* Assignment *
Go line by line through the data below, counting each one that has "sleeve", and give the final count only.

(Stored data entries)
§

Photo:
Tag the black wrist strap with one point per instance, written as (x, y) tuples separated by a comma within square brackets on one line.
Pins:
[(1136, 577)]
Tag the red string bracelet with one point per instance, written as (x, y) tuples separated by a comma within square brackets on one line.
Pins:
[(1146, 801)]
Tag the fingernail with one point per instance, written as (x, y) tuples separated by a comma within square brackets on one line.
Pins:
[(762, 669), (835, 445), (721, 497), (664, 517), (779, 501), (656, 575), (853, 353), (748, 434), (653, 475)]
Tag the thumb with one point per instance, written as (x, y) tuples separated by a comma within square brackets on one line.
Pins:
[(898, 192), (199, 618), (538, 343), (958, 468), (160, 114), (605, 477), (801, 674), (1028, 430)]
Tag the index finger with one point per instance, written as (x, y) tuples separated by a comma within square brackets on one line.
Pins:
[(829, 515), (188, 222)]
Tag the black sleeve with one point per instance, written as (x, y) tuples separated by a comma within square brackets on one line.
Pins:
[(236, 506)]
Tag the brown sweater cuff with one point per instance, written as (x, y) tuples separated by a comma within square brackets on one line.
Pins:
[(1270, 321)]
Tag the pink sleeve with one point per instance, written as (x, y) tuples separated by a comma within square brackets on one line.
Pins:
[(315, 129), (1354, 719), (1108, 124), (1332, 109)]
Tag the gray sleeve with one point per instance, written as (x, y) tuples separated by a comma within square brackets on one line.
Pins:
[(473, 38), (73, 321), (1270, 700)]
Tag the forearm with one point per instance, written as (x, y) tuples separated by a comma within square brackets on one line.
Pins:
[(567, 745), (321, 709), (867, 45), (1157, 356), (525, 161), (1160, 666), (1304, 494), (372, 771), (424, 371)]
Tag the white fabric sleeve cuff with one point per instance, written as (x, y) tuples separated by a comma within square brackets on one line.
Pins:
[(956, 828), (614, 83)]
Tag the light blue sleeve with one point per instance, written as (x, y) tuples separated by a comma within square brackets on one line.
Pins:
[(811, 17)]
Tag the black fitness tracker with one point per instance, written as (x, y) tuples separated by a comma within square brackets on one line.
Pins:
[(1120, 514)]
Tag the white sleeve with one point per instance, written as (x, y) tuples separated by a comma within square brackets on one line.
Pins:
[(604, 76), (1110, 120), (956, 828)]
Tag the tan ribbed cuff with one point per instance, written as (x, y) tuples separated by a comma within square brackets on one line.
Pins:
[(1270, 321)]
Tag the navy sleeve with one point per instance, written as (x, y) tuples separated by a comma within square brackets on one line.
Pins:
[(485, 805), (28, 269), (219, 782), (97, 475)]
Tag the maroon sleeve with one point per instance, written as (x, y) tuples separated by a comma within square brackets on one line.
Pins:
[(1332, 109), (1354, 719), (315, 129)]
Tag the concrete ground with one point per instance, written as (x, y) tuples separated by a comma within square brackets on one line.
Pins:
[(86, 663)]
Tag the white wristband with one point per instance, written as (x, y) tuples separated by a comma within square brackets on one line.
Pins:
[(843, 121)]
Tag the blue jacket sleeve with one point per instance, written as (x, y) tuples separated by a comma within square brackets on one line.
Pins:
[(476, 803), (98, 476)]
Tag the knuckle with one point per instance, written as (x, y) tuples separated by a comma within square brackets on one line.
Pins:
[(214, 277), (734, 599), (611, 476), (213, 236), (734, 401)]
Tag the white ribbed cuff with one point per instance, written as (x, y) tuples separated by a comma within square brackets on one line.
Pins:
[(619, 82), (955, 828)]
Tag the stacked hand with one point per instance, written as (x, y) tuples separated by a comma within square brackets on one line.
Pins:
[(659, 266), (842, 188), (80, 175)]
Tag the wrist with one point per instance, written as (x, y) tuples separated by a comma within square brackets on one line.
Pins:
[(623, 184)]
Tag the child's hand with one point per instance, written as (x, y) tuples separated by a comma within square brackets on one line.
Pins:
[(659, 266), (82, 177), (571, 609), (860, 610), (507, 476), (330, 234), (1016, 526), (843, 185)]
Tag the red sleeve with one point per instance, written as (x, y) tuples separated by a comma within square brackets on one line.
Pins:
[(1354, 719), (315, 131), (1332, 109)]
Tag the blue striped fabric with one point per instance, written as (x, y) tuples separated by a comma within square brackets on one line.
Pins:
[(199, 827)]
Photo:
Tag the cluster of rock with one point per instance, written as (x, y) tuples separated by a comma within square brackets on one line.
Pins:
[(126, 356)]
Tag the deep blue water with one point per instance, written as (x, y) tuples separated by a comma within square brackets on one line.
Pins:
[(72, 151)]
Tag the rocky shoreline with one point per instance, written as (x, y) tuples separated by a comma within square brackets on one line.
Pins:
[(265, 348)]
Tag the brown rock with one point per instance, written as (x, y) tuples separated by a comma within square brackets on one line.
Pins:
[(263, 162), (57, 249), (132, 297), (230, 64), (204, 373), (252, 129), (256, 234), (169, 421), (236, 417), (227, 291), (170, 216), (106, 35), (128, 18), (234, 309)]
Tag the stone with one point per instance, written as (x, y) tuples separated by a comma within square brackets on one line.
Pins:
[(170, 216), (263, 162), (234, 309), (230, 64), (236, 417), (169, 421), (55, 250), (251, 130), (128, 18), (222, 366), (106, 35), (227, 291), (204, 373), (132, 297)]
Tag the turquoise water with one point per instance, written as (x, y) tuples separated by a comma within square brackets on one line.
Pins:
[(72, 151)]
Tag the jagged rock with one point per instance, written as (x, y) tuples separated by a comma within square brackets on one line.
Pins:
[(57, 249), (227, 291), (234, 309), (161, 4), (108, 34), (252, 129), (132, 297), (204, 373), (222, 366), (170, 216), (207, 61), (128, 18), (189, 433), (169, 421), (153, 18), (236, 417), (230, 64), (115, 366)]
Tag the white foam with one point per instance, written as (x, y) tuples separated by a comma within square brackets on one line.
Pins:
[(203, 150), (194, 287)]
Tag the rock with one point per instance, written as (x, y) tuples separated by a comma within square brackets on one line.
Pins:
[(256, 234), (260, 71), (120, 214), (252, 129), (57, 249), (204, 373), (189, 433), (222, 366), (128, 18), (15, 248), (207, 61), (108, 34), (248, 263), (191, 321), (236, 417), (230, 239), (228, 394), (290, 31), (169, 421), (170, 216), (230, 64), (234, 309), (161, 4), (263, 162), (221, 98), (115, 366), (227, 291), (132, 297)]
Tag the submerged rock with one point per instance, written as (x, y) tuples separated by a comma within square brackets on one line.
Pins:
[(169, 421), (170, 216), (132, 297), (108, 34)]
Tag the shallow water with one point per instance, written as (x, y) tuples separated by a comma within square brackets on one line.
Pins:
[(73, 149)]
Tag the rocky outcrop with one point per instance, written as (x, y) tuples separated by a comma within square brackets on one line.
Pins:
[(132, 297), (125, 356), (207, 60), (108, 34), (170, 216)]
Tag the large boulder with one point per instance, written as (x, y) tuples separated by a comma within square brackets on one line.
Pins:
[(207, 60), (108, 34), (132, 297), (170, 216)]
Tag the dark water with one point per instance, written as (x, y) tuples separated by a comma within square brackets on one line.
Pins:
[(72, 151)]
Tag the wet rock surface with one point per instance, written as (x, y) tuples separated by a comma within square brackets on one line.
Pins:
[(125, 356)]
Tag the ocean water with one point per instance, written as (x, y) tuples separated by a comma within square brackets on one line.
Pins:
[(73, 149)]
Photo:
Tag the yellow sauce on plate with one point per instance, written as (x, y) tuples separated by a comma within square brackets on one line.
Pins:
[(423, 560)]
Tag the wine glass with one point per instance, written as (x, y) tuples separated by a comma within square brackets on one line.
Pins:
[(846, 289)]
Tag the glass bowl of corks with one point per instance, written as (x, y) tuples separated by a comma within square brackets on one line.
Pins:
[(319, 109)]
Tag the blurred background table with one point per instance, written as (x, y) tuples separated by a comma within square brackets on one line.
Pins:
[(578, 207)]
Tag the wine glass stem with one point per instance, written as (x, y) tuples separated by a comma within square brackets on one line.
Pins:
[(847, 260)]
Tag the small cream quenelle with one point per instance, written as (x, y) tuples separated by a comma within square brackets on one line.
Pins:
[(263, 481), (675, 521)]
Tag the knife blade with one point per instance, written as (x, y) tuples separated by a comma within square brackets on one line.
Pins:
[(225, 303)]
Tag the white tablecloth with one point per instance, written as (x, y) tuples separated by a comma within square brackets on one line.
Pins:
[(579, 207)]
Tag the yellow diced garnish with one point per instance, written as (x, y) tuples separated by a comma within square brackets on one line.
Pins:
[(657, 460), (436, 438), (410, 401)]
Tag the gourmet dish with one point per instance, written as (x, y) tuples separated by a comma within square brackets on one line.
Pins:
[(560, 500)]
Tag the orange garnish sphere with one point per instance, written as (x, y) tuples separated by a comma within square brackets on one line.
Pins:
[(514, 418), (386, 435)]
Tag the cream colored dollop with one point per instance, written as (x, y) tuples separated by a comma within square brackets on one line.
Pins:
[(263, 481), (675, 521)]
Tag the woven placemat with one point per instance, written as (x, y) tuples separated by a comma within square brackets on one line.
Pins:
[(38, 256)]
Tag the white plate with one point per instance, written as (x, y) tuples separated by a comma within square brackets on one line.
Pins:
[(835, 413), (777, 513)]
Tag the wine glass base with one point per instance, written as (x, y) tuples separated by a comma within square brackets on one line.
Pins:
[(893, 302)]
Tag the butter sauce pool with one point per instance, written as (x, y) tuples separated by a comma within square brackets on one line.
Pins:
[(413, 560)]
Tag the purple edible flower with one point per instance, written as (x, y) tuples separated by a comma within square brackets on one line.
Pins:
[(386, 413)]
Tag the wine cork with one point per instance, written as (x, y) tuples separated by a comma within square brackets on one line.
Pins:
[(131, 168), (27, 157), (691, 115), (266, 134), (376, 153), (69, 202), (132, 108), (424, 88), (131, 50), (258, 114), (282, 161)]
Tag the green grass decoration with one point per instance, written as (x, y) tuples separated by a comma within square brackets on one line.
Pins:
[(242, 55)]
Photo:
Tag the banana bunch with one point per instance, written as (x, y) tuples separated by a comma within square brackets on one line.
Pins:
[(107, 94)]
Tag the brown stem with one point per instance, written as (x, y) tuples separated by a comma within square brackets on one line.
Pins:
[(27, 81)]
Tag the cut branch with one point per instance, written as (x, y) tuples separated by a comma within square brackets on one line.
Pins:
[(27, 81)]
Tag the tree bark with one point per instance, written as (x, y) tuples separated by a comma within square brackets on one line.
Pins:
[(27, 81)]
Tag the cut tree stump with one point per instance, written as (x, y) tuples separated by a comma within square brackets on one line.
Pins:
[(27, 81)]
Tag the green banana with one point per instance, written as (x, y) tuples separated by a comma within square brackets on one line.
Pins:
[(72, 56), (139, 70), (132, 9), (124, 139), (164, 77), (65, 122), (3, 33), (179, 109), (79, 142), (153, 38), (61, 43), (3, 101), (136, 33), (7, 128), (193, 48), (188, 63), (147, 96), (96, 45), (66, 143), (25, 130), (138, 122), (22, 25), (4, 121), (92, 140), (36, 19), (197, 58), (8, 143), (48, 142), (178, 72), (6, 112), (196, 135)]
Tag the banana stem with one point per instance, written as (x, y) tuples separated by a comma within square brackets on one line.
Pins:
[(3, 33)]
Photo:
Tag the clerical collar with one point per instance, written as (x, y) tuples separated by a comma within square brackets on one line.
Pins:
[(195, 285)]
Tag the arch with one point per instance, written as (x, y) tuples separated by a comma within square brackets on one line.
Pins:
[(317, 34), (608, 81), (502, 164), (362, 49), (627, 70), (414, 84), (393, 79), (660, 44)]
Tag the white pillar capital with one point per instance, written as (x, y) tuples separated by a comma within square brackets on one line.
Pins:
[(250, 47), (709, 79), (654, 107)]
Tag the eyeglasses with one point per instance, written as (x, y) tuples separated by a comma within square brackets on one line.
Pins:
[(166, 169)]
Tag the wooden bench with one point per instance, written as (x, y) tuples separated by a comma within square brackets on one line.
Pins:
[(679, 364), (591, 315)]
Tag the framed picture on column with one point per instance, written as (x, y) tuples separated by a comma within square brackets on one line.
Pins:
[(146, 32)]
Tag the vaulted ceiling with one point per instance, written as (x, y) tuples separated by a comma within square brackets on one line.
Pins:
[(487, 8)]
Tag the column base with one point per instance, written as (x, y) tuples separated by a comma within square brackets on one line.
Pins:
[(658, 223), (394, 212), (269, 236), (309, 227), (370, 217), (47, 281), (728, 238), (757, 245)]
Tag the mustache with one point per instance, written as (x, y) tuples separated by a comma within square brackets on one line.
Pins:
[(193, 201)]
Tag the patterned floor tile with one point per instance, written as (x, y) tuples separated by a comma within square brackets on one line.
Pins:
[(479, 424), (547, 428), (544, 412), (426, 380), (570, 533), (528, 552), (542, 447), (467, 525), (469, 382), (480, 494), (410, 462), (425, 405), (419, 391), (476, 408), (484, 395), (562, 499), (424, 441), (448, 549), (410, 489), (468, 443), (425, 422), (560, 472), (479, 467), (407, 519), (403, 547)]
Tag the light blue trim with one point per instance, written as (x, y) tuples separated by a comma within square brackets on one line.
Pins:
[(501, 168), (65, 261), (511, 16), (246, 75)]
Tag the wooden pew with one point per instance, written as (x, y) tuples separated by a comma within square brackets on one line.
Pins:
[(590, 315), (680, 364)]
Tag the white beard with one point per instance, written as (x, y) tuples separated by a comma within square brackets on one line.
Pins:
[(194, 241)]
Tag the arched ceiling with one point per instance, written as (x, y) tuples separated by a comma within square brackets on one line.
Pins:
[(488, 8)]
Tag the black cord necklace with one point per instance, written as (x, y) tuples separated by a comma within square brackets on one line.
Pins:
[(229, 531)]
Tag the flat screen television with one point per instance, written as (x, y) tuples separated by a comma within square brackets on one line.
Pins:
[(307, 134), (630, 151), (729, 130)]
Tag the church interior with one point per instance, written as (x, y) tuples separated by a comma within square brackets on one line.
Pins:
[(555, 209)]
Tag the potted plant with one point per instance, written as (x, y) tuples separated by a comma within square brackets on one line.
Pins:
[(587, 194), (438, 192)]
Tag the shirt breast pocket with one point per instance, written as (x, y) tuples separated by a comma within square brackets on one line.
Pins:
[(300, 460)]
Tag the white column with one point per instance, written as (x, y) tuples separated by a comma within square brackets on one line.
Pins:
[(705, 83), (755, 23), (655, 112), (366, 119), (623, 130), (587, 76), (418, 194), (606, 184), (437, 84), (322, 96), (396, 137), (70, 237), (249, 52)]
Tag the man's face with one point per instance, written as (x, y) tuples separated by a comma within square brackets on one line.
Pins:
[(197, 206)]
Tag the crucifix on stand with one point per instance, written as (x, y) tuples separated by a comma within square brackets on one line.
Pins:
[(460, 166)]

§

* Task answer *
10